*** Extracted entries ***
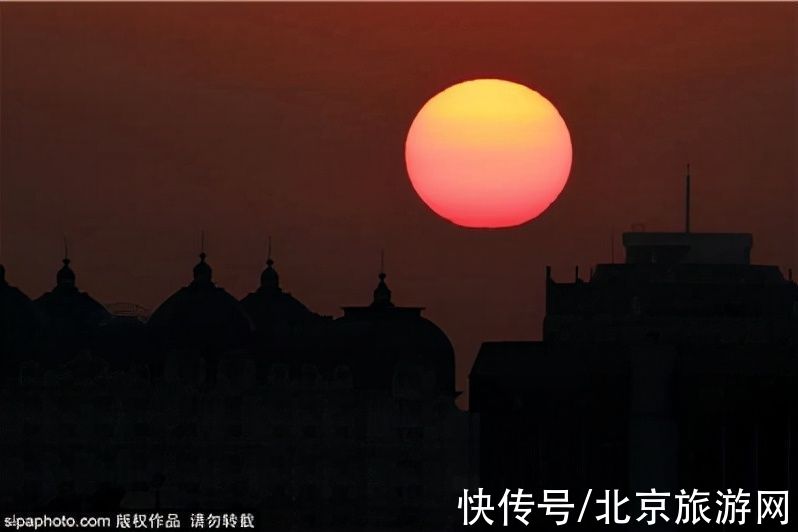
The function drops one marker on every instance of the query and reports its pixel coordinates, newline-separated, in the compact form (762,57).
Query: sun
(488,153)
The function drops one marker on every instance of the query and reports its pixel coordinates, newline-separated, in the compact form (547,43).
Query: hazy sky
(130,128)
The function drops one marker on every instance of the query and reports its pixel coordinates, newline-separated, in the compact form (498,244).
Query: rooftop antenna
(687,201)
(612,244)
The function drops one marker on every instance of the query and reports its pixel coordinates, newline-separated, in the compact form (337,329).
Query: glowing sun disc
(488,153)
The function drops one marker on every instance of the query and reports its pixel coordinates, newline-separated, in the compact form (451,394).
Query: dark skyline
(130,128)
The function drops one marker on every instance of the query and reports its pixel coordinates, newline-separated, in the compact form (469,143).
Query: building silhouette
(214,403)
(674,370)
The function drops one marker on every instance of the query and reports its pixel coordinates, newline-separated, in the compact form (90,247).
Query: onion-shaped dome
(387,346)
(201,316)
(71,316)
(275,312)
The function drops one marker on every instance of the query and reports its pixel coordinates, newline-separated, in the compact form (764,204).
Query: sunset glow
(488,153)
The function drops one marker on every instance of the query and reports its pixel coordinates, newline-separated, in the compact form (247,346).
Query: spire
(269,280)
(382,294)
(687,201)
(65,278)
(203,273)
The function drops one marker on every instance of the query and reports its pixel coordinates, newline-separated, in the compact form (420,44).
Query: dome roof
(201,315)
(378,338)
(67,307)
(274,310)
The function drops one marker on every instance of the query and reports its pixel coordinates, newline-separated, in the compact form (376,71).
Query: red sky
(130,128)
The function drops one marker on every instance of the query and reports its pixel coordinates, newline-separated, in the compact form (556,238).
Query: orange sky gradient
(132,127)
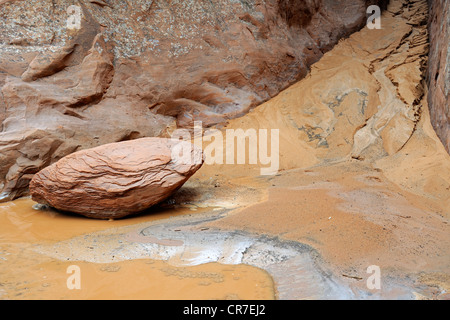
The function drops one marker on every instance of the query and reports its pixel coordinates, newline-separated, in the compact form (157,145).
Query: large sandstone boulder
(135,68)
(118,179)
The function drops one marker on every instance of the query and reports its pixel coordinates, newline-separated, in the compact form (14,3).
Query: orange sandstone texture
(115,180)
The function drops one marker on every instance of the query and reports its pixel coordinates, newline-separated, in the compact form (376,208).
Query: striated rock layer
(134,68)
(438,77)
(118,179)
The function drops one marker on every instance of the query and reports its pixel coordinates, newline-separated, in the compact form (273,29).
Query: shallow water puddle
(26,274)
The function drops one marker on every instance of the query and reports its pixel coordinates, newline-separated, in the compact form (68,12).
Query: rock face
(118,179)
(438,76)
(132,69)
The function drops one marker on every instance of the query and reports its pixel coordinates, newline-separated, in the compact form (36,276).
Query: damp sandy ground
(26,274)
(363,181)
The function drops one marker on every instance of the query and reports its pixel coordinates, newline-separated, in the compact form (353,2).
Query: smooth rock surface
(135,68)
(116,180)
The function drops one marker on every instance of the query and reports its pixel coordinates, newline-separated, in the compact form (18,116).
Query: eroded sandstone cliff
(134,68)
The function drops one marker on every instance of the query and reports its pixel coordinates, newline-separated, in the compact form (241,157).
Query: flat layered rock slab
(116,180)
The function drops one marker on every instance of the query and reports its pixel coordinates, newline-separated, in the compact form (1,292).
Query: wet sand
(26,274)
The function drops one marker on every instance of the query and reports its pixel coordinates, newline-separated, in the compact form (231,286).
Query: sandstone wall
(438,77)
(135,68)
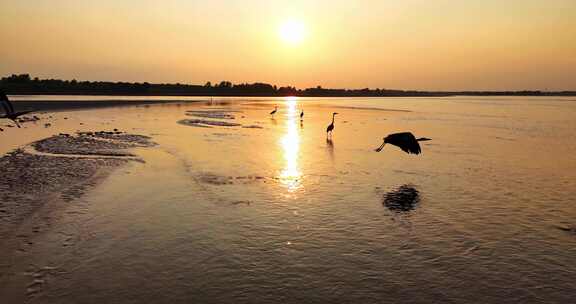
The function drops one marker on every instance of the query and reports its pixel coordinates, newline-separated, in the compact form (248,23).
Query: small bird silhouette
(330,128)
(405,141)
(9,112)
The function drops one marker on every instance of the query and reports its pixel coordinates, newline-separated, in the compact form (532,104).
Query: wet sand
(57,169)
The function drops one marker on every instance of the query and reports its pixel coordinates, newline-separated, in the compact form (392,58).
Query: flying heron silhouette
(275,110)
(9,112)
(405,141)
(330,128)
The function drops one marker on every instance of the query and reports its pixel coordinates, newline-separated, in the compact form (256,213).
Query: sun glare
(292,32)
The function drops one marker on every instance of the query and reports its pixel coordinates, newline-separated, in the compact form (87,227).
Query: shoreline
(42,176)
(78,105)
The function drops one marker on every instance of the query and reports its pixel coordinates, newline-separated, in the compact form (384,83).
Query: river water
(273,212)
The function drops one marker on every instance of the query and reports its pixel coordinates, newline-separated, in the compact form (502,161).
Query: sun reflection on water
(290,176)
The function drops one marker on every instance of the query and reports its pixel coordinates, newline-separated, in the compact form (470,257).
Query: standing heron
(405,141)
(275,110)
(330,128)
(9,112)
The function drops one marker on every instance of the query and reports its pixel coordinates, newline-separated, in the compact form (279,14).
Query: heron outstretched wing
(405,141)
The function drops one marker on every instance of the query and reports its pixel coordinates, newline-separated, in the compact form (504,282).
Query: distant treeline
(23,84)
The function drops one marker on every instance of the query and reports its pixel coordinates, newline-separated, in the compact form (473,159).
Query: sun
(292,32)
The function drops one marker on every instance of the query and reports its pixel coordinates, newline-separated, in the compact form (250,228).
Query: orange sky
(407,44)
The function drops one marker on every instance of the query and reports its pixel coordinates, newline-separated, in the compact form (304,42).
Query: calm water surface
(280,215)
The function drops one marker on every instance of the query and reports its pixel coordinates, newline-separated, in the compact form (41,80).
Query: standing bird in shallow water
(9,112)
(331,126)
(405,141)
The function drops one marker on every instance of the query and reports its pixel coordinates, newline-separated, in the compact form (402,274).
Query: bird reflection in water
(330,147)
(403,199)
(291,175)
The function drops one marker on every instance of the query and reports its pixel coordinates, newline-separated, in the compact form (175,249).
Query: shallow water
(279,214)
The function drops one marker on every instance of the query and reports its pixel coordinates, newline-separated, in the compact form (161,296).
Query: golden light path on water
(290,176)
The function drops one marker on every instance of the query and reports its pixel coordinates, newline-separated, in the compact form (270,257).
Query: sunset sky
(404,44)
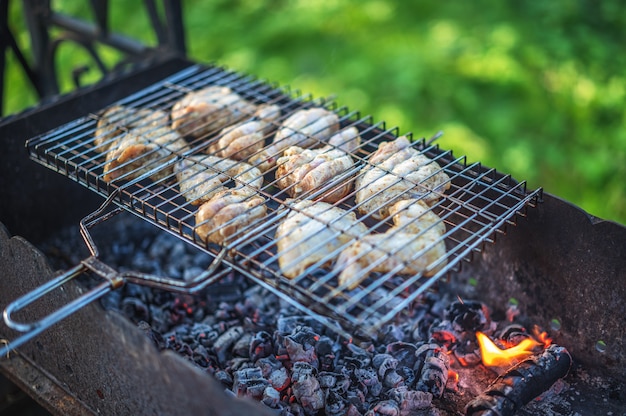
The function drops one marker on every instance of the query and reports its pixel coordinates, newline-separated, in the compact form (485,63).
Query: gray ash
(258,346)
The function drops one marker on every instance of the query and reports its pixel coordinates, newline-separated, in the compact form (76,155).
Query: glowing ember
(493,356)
*** End of Extracted entries ***
*** Extracted entries ***
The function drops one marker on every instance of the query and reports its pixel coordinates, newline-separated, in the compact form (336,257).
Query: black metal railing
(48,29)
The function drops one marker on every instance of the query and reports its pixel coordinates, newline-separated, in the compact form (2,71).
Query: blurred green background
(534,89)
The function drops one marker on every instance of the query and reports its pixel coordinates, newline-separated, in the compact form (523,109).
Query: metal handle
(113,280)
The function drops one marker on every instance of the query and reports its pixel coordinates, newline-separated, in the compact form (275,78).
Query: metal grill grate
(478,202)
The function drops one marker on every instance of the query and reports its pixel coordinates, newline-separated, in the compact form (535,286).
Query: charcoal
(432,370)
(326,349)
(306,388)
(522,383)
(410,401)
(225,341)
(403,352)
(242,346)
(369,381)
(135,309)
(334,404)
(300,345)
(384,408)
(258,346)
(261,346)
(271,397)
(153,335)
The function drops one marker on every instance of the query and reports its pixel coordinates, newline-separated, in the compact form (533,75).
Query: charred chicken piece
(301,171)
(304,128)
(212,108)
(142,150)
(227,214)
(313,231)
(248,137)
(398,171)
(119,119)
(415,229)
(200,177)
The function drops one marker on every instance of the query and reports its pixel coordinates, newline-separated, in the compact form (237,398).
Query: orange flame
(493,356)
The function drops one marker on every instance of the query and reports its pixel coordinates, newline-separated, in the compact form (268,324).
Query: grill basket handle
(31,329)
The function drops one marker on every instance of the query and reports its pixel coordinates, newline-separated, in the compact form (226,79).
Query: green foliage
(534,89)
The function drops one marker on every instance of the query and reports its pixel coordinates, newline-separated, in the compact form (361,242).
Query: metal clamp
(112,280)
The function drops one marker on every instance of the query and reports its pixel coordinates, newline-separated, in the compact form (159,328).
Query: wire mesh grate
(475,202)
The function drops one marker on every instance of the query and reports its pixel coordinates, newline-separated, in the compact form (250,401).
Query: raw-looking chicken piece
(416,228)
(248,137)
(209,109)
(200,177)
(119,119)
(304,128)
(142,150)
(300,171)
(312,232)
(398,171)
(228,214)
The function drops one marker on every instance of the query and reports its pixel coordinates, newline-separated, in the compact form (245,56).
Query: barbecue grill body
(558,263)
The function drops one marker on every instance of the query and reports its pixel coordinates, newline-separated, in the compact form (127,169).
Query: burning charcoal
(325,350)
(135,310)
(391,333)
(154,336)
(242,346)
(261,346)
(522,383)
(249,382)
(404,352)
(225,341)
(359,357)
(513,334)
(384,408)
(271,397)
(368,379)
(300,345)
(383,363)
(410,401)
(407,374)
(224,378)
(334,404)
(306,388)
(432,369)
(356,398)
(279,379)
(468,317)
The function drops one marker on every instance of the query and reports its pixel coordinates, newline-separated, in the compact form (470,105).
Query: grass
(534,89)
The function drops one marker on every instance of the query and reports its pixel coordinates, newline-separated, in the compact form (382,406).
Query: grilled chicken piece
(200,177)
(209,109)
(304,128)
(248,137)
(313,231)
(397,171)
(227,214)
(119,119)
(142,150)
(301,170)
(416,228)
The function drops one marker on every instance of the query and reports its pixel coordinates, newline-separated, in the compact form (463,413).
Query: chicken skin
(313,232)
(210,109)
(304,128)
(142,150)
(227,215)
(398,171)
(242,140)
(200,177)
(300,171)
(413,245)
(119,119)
*** End of Extracted entries ***
--- Problem ---
The lines above from the one with "compact form (535,286)." through the one with "compact form (250,401)." are to be duplicated exactly, ends included, with nothing added.

--- Problem solution ---
The function drops one marker on every instance of the query and reports its pixel coordinates, newline-separated, in the compact form (535,286).
Query: charcoal
(432,370)
(326,349)
(306,388)
(522,383)
(410,401)
(225,341)
(403,352)
(242,346)
(369,381)
(135,309)
(334,404)
(300,345)
(384,408)
(258,346)
(261,346)
(271,397)
(153,335)
The function drops one marker on every instance of the query and reports its pixel coordinates, newline-separated, in the compact form (533,75).
Query: charred chicken piece
(301,171)
(304,128)
(212,108)
(142,150)
(227,214)
(313,231)
(248,137)
(398,171)
(119,119)
(415,229)
(200,177)
The function drops one marker on every instance of the query and reports its pixel coordinates, newline-separated, in the compact form (237,398).
Query: orange flame
(493,356)
The function drops one marker on every instance of the query and reports its pixel coordinates, newline-separated, in the compact form (268,324).
Query: grill basket handle
(31,329)
The function drops one marker on every instance of the query and reports its pixel coordinates, newline-separated, in the compact form (226,79).
Query: green foliage
(534,89)
The function drops one marker on every instance of the query and reports its pixel coordinates, newline-separated, in the compact form (361,242).
Query: metal clamp
(112,280)
The function drops one marker on every instance of the query and reports its pixel coordinates, newline-separated, in the compact form (159,328).
Query: wire mesh grate
(475,202)
The function drops one marker on every instance of the query and reports its pixel coordinates, newline-separated, in the compact form (250,401).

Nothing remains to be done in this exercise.